#### DATA TO PROCESS

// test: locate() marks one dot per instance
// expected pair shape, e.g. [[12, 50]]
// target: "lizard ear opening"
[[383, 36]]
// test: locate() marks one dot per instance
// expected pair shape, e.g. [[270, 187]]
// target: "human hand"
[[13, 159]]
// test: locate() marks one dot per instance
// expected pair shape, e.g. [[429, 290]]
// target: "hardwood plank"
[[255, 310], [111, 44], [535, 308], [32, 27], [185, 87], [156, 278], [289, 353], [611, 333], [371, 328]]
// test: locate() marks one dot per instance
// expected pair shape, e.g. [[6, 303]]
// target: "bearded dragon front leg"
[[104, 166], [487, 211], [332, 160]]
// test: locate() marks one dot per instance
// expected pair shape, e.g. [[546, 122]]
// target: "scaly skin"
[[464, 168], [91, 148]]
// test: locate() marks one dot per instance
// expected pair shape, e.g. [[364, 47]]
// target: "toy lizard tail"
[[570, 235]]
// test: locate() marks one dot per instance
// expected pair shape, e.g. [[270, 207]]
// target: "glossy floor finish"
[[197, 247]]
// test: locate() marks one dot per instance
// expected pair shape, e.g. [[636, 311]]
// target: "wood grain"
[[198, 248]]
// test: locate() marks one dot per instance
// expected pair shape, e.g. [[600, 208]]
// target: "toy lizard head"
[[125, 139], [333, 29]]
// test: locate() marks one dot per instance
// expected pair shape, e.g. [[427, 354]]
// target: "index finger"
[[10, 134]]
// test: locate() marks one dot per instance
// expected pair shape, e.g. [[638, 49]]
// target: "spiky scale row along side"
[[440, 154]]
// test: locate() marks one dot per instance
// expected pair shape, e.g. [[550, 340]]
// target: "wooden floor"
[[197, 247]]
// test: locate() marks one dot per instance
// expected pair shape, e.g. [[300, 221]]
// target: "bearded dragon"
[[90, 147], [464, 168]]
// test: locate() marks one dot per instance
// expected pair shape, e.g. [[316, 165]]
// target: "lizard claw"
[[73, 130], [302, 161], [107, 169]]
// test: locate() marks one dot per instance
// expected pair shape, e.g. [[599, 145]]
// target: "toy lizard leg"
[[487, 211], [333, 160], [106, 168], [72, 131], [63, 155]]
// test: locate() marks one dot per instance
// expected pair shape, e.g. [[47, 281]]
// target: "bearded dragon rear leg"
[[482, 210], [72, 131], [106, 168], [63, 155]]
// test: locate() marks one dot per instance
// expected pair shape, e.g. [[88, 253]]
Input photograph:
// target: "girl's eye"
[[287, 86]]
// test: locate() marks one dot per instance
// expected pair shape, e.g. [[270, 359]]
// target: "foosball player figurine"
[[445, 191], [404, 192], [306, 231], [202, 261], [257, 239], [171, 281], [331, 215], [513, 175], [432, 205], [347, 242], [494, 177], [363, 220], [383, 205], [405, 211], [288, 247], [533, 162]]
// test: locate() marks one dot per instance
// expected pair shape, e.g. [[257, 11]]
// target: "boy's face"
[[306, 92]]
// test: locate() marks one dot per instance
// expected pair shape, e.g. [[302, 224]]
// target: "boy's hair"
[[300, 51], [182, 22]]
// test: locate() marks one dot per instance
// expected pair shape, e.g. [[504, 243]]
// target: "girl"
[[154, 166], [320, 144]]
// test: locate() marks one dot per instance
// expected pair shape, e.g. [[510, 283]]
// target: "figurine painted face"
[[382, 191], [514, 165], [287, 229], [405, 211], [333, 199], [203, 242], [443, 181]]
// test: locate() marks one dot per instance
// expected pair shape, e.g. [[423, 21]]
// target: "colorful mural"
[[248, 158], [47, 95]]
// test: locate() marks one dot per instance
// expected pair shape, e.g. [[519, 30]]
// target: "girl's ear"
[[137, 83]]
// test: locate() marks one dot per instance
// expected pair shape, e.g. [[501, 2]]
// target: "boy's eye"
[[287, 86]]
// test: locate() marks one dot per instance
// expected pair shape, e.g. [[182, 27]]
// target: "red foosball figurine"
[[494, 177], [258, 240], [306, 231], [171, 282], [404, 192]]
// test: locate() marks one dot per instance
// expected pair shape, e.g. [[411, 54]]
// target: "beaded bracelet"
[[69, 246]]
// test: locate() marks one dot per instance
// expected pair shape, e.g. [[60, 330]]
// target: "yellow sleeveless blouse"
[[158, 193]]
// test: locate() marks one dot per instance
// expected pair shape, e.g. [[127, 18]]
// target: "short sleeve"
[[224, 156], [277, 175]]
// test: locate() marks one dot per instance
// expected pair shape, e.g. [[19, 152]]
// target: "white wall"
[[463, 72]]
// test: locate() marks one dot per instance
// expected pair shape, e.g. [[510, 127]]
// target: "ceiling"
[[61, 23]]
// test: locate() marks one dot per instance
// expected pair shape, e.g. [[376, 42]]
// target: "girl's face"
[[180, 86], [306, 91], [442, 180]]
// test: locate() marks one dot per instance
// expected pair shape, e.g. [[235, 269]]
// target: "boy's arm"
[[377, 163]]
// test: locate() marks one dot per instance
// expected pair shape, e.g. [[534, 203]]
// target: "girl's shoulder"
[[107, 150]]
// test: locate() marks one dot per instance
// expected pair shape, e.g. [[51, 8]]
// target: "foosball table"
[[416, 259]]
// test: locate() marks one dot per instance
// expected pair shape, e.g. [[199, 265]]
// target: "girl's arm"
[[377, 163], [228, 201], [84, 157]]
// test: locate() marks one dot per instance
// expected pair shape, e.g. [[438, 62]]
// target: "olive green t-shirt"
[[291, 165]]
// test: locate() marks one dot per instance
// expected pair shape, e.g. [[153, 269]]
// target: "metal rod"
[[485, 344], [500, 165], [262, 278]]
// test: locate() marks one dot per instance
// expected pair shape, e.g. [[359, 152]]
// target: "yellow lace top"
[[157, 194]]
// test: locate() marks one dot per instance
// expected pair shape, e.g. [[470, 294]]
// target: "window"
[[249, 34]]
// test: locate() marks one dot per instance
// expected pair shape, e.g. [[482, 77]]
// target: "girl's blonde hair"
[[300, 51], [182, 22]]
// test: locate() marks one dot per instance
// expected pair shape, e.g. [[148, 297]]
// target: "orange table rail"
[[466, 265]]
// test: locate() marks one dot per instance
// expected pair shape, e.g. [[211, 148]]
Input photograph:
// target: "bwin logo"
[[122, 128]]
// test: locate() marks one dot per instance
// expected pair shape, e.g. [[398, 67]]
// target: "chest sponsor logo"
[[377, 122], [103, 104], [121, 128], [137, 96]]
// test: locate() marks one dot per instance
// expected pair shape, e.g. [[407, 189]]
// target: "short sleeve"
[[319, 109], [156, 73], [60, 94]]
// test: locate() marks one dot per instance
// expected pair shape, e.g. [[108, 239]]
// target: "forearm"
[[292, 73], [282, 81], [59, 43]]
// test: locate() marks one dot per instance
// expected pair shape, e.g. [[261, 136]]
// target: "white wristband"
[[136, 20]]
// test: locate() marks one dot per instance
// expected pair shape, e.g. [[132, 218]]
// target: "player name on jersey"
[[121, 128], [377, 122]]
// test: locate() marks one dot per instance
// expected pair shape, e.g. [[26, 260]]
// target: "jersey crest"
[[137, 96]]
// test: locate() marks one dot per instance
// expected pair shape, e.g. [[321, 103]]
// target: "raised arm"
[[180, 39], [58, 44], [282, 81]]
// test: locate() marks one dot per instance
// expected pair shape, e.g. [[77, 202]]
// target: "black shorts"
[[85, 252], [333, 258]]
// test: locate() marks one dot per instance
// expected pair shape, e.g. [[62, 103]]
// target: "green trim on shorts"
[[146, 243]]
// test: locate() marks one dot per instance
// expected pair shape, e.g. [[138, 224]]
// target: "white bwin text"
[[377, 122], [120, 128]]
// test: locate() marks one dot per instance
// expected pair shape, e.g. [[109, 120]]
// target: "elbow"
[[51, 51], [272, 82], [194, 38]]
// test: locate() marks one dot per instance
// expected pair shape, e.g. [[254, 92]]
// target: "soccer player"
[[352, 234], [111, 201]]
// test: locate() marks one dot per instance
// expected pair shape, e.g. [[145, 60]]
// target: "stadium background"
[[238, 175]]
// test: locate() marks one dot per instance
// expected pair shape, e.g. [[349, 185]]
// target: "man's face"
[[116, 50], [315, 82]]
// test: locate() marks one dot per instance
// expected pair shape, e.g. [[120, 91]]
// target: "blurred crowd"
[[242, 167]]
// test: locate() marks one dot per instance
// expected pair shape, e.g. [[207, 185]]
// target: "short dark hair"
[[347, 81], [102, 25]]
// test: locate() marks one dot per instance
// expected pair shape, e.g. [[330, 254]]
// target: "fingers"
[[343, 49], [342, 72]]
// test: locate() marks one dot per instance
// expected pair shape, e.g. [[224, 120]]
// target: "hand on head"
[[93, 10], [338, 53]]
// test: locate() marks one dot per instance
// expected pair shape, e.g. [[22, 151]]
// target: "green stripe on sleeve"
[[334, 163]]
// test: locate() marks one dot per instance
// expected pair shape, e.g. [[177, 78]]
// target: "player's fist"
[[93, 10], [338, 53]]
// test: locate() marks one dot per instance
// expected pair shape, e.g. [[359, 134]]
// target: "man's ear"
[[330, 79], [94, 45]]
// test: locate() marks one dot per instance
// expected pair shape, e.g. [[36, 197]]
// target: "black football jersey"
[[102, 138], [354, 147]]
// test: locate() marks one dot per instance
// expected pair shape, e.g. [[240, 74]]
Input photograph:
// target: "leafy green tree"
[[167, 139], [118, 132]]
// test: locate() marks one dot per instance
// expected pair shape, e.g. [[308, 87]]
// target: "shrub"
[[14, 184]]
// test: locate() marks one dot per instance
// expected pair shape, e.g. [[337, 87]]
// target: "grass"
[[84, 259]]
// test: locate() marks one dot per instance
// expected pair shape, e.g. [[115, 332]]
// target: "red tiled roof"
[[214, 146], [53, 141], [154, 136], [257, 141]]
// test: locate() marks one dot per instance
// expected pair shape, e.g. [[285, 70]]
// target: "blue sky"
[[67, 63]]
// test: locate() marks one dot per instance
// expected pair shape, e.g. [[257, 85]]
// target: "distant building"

#### PROBLEM
Exactly repeat the lines running from the top of the listing to the line bearing "e.g. [[429, 290]]", both of those lines included, and only them.

#### WRITTEN RESPONSE
// test: locate() marks one dot per instance
// expected pair shape, e.g. [[12, 50]]
// target: "lizard ear opening"
[[383, 36]]
// test: locate() marks one dot per instance
// expected pair shape, e.g. [[270, 187]]
// target: "human hand"
[[13, 159]]
// test: locate() marks one dot per instance
// expected pair shape, e.g. [[429, 290]]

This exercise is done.